**GIVEN INSTRUCTION**
Each line that follows is to be retyped exactly.

## Start PROVIDED RECORDS

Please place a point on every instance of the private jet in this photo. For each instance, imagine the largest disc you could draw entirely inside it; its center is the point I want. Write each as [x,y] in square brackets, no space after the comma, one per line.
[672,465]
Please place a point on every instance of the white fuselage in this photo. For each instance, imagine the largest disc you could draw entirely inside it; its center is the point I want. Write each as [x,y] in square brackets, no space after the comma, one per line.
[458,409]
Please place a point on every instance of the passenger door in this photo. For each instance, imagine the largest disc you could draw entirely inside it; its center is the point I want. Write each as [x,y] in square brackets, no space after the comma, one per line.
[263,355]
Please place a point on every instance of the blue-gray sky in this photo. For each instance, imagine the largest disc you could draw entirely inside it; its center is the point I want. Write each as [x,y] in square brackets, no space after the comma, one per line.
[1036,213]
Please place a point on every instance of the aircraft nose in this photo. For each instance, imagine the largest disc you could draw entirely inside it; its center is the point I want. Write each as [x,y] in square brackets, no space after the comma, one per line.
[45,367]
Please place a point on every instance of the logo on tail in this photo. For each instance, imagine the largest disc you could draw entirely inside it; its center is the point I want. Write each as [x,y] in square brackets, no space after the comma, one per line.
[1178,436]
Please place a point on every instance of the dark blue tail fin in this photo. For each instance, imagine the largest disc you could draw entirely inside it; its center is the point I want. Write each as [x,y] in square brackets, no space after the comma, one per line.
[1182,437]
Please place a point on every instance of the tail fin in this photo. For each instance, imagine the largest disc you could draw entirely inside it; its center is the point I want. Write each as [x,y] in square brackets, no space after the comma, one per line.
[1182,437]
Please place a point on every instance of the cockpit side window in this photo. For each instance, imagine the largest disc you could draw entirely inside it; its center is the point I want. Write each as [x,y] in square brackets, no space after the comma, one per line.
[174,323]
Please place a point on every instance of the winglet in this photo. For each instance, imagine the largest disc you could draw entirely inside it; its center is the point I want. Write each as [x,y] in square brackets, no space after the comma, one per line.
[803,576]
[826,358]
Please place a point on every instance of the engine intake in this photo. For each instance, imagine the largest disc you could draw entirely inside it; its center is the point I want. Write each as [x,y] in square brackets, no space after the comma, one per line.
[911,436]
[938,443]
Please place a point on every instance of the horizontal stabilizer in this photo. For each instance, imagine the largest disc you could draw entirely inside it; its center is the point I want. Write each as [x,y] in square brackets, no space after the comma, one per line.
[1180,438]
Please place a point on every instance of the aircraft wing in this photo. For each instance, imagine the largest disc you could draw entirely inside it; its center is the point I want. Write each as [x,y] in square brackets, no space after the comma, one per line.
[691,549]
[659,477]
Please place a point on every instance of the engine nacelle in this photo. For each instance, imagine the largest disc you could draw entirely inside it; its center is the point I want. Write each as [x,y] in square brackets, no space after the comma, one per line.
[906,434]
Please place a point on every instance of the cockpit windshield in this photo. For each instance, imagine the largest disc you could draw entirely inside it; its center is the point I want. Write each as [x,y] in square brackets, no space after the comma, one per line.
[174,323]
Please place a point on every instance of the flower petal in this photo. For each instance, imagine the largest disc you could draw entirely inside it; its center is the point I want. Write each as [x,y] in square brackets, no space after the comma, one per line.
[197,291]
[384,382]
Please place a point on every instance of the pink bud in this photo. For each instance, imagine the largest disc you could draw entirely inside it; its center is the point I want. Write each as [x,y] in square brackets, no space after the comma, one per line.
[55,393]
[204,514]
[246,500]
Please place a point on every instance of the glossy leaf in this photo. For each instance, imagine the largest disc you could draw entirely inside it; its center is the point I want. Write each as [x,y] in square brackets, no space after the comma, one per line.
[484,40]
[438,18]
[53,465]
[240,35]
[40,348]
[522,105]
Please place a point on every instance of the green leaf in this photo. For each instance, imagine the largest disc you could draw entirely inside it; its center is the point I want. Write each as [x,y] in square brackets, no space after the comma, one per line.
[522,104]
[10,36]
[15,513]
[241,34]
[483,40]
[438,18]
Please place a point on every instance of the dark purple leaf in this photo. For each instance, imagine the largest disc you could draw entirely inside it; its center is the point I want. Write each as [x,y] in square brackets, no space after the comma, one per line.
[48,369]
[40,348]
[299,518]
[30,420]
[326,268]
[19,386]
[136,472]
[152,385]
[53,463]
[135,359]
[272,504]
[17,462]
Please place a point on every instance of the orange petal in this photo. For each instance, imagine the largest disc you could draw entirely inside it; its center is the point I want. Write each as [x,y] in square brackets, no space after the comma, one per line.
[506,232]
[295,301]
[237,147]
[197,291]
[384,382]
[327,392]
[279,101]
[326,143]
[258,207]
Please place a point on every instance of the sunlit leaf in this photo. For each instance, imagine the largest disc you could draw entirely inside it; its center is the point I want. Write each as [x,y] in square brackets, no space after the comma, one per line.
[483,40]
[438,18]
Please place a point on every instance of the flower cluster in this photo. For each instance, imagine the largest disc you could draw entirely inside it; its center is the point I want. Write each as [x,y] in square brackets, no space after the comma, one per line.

## End PROVIDED RECORDS

**RESPONSE FOR THIS EXERCISE**
Please place a point on every instance of the private jet in this photo. For each instance, imagine the largest disc you could draw entirely inside it; its center is the point I want. Write each as [x,y] in square brackets, no space after the comma, one per line.
[672,465]
Please place a point on every instance of the white fuselage in this photo. For each instance, imagine the largest disc you could draw entirely inside it; its center is the point I want. Write each as [x,y] in square brackets, no space after the comma, one per line.
[458,409]
Please place a point on every instance of the passenger door in this photo. For each instance, imagine the largest disc you could draw entirely inside it; its center is the point I want. Write each as [x,y] in square brackets, no space after the comma, one per line.
[263,355]
Please place a point on every instance of the blue-gray sky in this photo. For each instance, imagine the largest disc you could draw entirely inside it; its center is the point I want. Write each as [x,y] in square brackets, no space after the comma, one per line.
[1036,213]
Please place a point on every instance of the aircraft nose in this photo. For each instance, imagine the largest disc you could draw entirely inside it; its center is the point I want. Write each as [x,y] in square brackets, no space after the comma, one per line.
[45,367]
Please place a point on every instance of the logo on tail in this photo. For each instance, imagine the largest disc you could draw entirely inside it; its center is the point I want. Write each as [x,y] in square brackets, no space after the comma, one per line.
[1178,436]
Please place a point on every instance of the dark blue tail fin in this photo. For each instance, imagine the largest disc you could draw entirely inside it; its center is the point I want. Write each as [x,y] in square brackets, no space after the comma, one per line.
[1182,437]
Please place a point on every instance of the tail fin in this photo. For each instance, imagine the largest disc you could draw entirely inside it; its center is the point I want. Write each as [x,y] in square brackets, no space after the comma, one per line.
[1182,437]
Please place a point on every instance of the cockpit side window in this photo. For each instance, imagine the largest disc you could draw entirely inside it; its center is the point I want. Write each as [x,y] in square brackets, no space after the comma, one per line.
[174,323]
Please place a point on every instance of the winglet in this photo. For each instance, imagine the largest disc you could draw entirely inside it; its center is the point I want. Write each as [x,y] in square brackets, no space after the comma, one per line.
[803,576]
[826,358]
Please place a point on every instance of the engine intake in this photo. For each instance, imagine the largest disc you could draw entirely inside it; its center is the point I want. Write each as [x,y] in square brackets, no space after the comma, one per line.
[911,436]
[938,443]
Please place a point on every instance of the horizontal stabilizer in this photo. For each instance, imagine the largest disc you could draw entirely inside it; its center is the point I want. Write each as [x,y] in square brackets, no space after the comma, one per line.
[1180,438]
Please place a point on every instance of the aircraft wing in this photo. For each instance, imagine the largest disc you could draw entirely inside it; its center is the point I want. Write each as [x,y] in square brackets, no space after the comma, one per line.
[691,549]
[659,477]
Please place a point on every instance of the engine nacelle in this photo. For each instance, imagine the largest disc you could draw entirely inside it; its center is the point I want. Write each as [x,y] in square brackets, no space after the comma, one per line.
[906,434]
Please place a point on every instance of the cockpit windshield in this photo. For each instance, imagine the largest disc you could draw entirely inside it; its center is the point I want. Write each as [x,y] in square brackets, no space after the comma, one per line.
[174,323]
Please place a point on every instance of the flower petal in this photo. For each instance, imagine the largest disc you could draw entirely inside it; its center is the point I want. Write each as [x,y] in square brackets, no space after the comma, one per line.
[197,291]
[384,382]
Please place a point on every instance of the pink bud in this photo. For each instance, imagine the largest disc you could draw entirely inside it; its center is the point I want. Write each as [x,y] in square brackets, no space after the comma, one per line.
[55,393]
[204,514]
[246,500]
Please place a point on every instance of the glossy leaf in this photo. For each instance, imagine the largest disc you could draw entirely inside it; its center is the point I want. Write each as [x,y] in square brackets, no space after the comma, one per line.
[484,40]
[438,18]
[53,465]
[240,35]
[40,348]
[522,105]
Please place a point on every instance of the green leaf in this photo. For each instance, imagine the largest disc you could draw entirely inside it; its center is the point I want. Write each as [x,y] in square brackets, no space after the comma, one per line.
[522,104]
[10,36]
[15,513]
[241,34]
[483,40]
[438,18]
Please place a point on every instance of the dark purple leaf in this photo. For each instance, imagine the largest disc you could draw entirely inside it; its center is the point I want. Write each as [x,y] in square brackets, no space after the comma, one per line.
[48,369]
[40,348]
[299,518]
[30,420]
[326,268]
[19,386]
[136,472]
[152,385]
[53,463]
[135,359]
[272,504]
[17,462]
Please place a point on every instance of the orange petal in this photo. For each instance, imagine the largest disc you could draw entirely inside it; its center is the point I want. Write each as [x,y] in square brackets, no space after the comma, one per line.
[506,232]
[295,301]
[237,147]
[197,291]
[384,382]
[327,392]
[279,101]
[326,143]
[258,207]
Please place a point on every instance of the sunlit leaf in this photo. For each instance, imagine the largest disc you could draw entirely inside it; its center is the point I want. Write each as [x,y] in square brackets, no space after the comma, one per line.
[483,40]
[438,18]
Please place a point on every instance of the flower cluster in this photo. For each instance, imagine the largest disc you could draw entirely inside it; its center is the point I want. Write each as [x,y] in square brackets, no space after the comma, one per line.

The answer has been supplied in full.